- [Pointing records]
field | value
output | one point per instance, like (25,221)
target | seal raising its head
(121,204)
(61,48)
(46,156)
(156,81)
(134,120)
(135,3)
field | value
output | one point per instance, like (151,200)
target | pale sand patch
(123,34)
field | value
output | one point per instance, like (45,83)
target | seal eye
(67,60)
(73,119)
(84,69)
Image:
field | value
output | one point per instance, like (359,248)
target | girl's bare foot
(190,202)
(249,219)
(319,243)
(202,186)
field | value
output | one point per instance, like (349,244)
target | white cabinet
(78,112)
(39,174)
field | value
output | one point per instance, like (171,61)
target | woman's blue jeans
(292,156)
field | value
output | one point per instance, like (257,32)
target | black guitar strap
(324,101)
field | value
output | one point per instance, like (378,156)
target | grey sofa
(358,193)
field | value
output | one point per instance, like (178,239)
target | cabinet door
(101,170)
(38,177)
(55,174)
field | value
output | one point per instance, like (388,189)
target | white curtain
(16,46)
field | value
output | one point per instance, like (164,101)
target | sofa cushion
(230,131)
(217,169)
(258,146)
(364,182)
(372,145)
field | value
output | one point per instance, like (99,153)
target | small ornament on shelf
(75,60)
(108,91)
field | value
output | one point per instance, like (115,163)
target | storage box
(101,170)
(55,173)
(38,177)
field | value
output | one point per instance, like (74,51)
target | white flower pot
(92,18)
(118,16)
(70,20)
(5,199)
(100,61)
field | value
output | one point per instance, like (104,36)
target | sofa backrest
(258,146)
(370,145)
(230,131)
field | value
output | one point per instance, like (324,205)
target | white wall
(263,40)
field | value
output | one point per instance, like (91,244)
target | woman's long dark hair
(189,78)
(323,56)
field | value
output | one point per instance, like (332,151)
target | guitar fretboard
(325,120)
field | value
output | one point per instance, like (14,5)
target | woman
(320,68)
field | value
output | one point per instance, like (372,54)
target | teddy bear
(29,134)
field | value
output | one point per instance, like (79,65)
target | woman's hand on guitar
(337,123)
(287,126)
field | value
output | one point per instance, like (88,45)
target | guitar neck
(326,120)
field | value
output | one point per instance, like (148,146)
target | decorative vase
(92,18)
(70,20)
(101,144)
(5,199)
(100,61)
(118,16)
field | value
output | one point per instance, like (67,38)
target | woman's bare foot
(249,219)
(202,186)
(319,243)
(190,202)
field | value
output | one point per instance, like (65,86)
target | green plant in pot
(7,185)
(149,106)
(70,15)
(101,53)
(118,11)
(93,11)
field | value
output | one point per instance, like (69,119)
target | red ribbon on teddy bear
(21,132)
==
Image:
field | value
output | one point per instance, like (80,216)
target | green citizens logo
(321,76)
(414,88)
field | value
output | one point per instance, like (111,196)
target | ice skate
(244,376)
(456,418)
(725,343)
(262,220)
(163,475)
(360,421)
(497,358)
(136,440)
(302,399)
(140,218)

- [What the exercise asks]
Copy out each line of the material above that contains the string "foot", paying attention to uppercase and lowercase letters.

- [Written solution]
target | girl's bare foot
target | woman's bare foot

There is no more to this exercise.